PROBLEM STATEMENT:
Line by line, retype the data exactly as it is given.

INPUT DATA:
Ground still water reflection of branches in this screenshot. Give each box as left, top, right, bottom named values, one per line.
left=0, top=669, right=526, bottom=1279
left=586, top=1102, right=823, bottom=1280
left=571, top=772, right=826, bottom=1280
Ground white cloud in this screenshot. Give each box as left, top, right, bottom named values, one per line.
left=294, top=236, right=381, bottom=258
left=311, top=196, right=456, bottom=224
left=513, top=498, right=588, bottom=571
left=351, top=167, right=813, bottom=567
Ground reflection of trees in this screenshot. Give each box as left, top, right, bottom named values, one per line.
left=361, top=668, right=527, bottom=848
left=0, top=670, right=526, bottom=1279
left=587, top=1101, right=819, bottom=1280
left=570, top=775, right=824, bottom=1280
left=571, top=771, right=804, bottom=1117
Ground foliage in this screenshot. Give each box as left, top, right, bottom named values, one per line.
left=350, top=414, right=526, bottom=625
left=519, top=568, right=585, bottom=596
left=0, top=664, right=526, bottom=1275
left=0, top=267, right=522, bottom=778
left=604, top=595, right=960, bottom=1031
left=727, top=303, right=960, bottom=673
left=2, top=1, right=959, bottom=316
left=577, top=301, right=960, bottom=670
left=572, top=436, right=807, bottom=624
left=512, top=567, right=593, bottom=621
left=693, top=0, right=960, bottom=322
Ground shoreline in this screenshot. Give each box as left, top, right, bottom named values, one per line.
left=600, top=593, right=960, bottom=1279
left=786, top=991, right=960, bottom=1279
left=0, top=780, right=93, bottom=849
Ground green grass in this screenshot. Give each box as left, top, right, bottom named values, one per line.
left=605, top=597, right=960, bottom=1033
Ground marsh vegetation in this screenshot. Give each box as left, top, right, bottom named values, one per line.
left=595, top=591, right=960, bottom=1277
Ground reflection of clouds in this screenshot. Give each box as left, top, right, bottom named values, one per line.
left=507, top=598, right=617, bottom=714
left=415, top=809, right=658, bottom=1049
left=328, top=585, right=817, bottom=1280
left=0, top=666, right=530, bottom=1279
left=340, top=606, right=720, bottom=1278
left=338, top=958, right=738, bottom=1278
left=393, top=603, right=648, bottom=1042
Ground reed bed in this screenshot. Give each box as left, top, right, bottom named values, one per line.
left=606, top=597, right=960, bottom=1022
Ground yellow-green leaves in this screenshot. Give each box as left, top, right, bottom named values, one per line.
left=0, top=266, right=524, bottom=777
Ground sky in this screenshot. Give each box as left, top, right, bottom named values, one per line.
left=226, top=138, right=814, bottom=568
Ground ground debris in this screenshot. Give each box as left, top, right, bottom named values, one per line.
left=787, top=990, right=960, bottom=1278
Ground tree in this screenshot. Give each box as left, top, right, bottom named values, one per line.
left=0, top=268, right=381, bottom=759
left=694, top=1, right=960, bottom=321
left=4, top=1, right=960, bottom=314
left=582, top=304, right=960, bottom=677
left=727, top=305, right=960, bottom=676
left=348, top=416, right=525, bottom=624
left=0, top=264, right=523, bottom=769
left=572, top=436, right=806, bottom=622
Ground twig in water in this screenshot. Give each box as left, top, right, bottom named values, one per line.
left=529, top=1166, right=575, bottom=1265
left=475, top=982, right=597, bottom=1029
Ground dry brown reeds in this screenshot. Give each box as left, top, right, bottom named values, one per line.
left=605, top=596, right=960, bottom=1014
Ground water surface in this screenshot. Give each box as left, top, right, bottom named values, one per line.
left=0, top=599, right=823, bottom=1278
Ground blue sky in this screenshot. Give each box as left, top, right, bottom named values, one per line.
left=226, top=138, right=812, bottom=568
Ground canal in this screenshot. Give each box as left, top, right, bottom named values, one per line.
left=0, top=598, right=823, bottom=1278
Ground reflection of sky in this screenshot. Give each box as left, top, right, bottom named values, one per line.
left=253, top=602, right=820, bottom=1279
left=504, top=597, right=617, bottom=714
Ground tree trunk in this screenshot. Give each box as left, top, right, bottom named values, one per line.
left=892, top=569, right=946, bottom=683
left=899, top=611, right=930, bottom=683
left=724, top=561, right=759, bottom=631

WORKED SOLUTION:
Ground still water reflection of branches in this screenshot. Give each box as left, top, right, bottom named values, one per line.
left=0, top=669, right=526, bottom=1279
left=586, top=1102, right=823, bottom=1280
left=571, top=772, right=826, bottom=1280
Ground white cloud in this screenshot. Give each box as left, top, right, bottom named values, one per line.
left=294, top=236, right=381, bottom=258
left=311, top=196, right=456, bottom=224
left=513, top=498, right=588, bottom=571
left=351, top=167, right=813, bottom=567
Ground reflection of trees in this screenshot. Give each box as left, top, right, bottom named values, one per line.
left=361, top=668, right=527, bottom=848
left=0, top=670, right=526, bottom=1279
left=587, top=1101, right=819, bottom=1280
left=570, top=775, right=824, bottom=1280
left=571, top=771, right=804, bottom=1117
Ground foliage in this screenshot. Give each box as left, top, right, bottom named values, one per line.
left=350, top=414, right=526, bottom=625
left=519, top=568, right=585, bottom=596
left=0, top=664, right=526, bottom=1275
left=0, top=267, right=522, bottom=778
left=604, top=595, right=960, bottom=1031
left=727, top=303, right=960, bottom=673
left=2, top=1, right=959, bottom=316
left=577, top=301, right=960, bottom=670
left=572, top=436, right=807, bottom=624
left=512, top=567, right=593, bottom=621
left=693, top=0, right=960, bottom=322
Ground shoreline in this screenshot. Give each box as left, top, right, bottom named values, one per line.
left=600, top=593, right=960, bottom=1279
left=786, top=991, right=960, bottom=1279
left=0, top=780, right=93, bottom=849
Ground green grass in this screenshot. Give each box as left, top, right, bottom named values, one per line.
left=605, top=597, right=960, bottom=1033
Ground marsh vegetation in this screenshot. Give each box as left, top, right, bottom named values, one per line.
left=595, top=591, right=960, bottom=1277
Ground reflection of clouds in this screenshot. Give each box as left, top, right, bottom named values, one per line.
left=507, top=598, right=617, bottom=714
left=415, top=809, right=658, bottom=1049
left=328, top=585, right=817, bottom=1280
left=0, top=666, right=530, bottom=1279
left=340, top=606, right=720, bottom=1278
left=338, top=958, right=738, bottom=1278
left=393, top=603, right=648, bottom=1042
Ground reed bed in this screenshot. Give each box as left, top, right, bottom named values, one per line.
left=606, top=597, right=960, bottom=1022
Ground yellow-green leaves in this screenshot. Give each box as left, top, right, bottom named values, one per line.
left=0, top=266, right=524, bottom=777
Ground sky in this screenshot. Give each box as left, top, right, bottom named values, one per line.
left=226, top=138, right=814, bottom=568
Ground ground debris in this screenshot. Give each box as left, top, right, bottom named values, one per line.
left=787, top=990, right=960, bottom=1278
Ground tree in this screenshot. Give each box as left, top, right, bottom named values, one per line.
left=0, top=268, right=381, bottom=759
left=694, top=1, right=960, bottom=321
left=4, top=1, right=960, bottom=314
left=582, top=304, right=960, bottom=677
left=727, top=305, right=960, bottom=676
left=348, top=416, right=525, bottom=624
left=0, top=264, right=523, bottom=769
left=572, top=436, right=806, bottom=622
Ground twig in water in this screenshot. Give each box as left, top, right, bottom named values, one per line.
left=529, top=1166, right=575, bottom=1265
left=475, top=982, right=597, bottom=1029
Ground dry brown reeds in this screenshot. Give each box as left, top, right, bottom named values, one per line.
left=605, top=596, right=960, bottom=1014
Ground water surface in this screenshot. Give each box as left, top, right, bottom named values, one per line.
left=0, top=599, right=823, bottom=1278
Ground blue sky in this screenshot. Give each box as left, top, right, bottom named values, one per line.
left=226, top=138, right=812, bottom=568
Ground canal in this screenshot. Give each box as left, top, right, bottom named values, one per line.
left=0, top=598, right=823, bottom=1278
Ground reflection of sky in this screenshot. Give each box as left, top, right, bottom named values, one per line.
left=253, top=602, right=820, bottom=1279
left=504, top=597, right=617, bottom=714
Ground tree trunk in this screenshot. Give each box as left, top, right, bottom named values, one per line.
left=892, top=569, right=946, bottom=683
left=899, top=611, right=930, bottom=683
left=724, top=561, right=759, bottom=631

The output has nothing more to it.